(Beginning of Document text)

NEW YORK (GenomeWeb) – Restriction enzyme cascades can be used to drive isothermal DNA detection, according to a publication in Scientific Reports.
Scientists led by Maria Smith and Andrey Ghindilis of Cascade Biosystems, described in the paper an assay that uses cascades of restriction endonucleases to detect target DNA. It is highly specific, cost-efficient, and performs about as well as real-time PCR, they said.
"The original idea came from multiple discussions on how to make a system for enzymatic signal amplification," Smith said. "At that time, in 2007, we were aware of only one exponential amplification process, namely PCR. However, PCR amplifies a DNA target."
Cascade's technology, instead, amplifies a signal related to the event of the target DNA hybridizing to a DNA probe.
There are two steps to the process, known as Restriction Cascade Exponential Amplification (RCEA): a DNA recognition step and an amplification step, both of which are dependent on restriction endonucleases. The key molecule throughout is called the amplification restriction endonuclease (Ramp).
In the recognition step, Ramp is bonded to an oligonucleotide probe complementary and specific to the target DNA strand. If the target DNA hybridizes to the Ramp-probe complex, a "recognition" restriction endonuclease will cleave it, releasing the Ramp enzyme, which is fully functional.
As opposed to PCR, where the target DNA sequence and also the molecule are being amplified, it's the Ramp enzyme activity that becomes amplified in the next step. The solution, which contains free and active Ramp if the target is detected, is transferred to a separate chamber by pipette that features double-stranded DNA bonded to both another Ramp molecule and horseradish peroxidase (HRP), which will become the signal.
Any available Ramp will begin to cleave the Ramp-HRP complex, releasing both molecules, and kicking off a cascade of cleaving activity. As the amount of free Ramp grows exponentially, the HRP signal grows with it and is detected colorimetrically.
The main challenge in designing the probe was to preserve the enzymatic activity of the amplification restriction endonuclease. "We are using mutant restriction endonuclease enzymes with a surface Cys available for coupling without loss of enzymatic activity. These mutant REases can be coupled to any oligonucleotide probe of interest," Smith said.
She added that the probe sequence required a suitable restriction site for the recognition restriction enzyme to cleave, but with probes of about 1,000 nucleotides, that wasn't a problem.
Compared to qPCR, RCEA offers several advantages, the authors said. For example, Ghindilis said RCEA had a detection limit as low as about 200 molecules in a sample. It's isothermal, which could allow it to be done faster if automated, and it could be performed at the point of care or in the field. It's very specific, Ghindilis said, because it requires both hybridization and restriction; if non-target DNA somehow hybridizes, it's unlikely to present the correct restriction site to the cleaving enzyme. "It shouldn't have any false positives," he said.

(End of Document text)
(Beginning of Raw data)

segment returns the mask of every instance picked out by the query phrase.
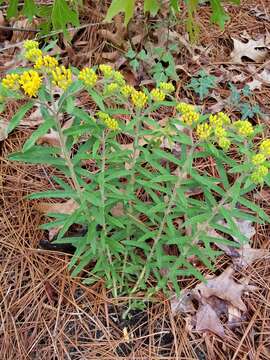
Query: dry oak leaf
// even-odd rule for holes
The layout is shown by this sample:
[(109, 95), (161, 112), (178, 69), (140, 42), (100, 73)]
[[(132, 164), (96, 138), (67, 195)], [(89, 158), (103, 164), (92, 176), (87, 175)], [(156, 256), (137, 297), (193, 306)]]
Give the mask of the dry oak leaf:
[(220, 337), (225, 336), (223, 325), (209, 304), (202, 304), (198, 309), (196, 331), (211, 331)]
[(263, 38), (259, 40), (249, 39), (246, 43), (234, 38), (232, 40), (234, 49), (231, 52), (231, 59), (235, 63), (242, 63), (243, 57), (255, 62), (262, 62), (268, 54)]
[(75, 200), (70, 199), (64, 203), (40, 203), (36, 204), (34, 208), (43, 213), (55, 213), (55, 214), (73, 214), (73, 212), (79, 207)]
[(194, 291), (200, 298), (207, 299), (210, 296), (217, 296), (238, 309), (246, 311), (247, 308), (241, 296), (244, 291), (254, 290), (254, 287), (246, 284), (238, 284), (232, 278), (233, 273), (234, 270), (228, 267), (221, 275), (207, 280), (206, 283), (197, 285)]

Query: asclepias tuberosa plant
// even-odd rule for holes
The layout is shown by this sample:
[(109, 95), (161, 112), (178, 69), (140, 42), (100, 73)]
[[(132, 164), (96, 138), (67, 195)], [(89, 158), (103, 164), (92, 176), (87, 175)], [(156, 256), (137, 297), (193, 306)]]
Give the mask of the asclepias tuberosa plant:
[[(65, 68), (32, 40), (23, 56), (29, 67), (6, 74), (1, 85), (3, 101), (27, 100), (9, 131), (36, 106), (44, 121), (10, 159), (48, 164), (62, 174), (53, 178), (57, 190), (30, 198), (76, 203), (73, 213), (50, 214), (52, 221), (42, 225), (60, 227), (55, 242), (76, 248), (73, 276), (87, 269), (83, 281), (103, 279), (113, 296), (179, 292), (180, 277), (203, 278), (191, 259), (213, 269), (220, 244), (237, 246), (231, 236), (247, 240), (235, 219), (269, 221), (249, 196), (269, 184), (270, 140), (260, 140), (261, 126), (221, 112), (202, 114), (176, 101), (172, 83), (149, 91), (133, 88), (109, 65)], [(82, 92), (93, 103), (88, 110), (78, 105)], [(65, 128), (67, 115), (72, 125)], [(59, 145), (37, 145), (51, 129)], [(94, 166), (85, 165), (90, 160)], [(74, 224), (85, 234), (67, 236)]]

(End of Raw data)

# [Study questions]
a. Write out the stretch of the DNA detection article from "Scientists led by" through "PCR, they said.".
b. Condense the paragraph of the DNA detection article beginning "Compared to qPCR, RCEA offers" into a bulleted list that keeps its main facts.

# [Results of the exercise]
a.
Scientists led by Maria Smith and Andrey Ghindilis of Cascade Biosystems, described in the paper an assay that uses cascades of restriction endonucleases to detect target DNA. It is highly specific, cost-efficient, and performs about as well as real-time PCR, they said.

b.
RCEA's advantages over qPCR, according to the authors:
- Its detection limit is as low as about 200 molecules in a sample.
- It is isothermal, which could make it faster if automated.
- It could be performed at the point of care or in the field.
- It is very specific because it requires both hybridization and restriction. Non-target DNA that hybridizes is unlikely to present the correct restriction site to the cleaving enzyme.
- Ghindilis said it "shouldn't have any false positives."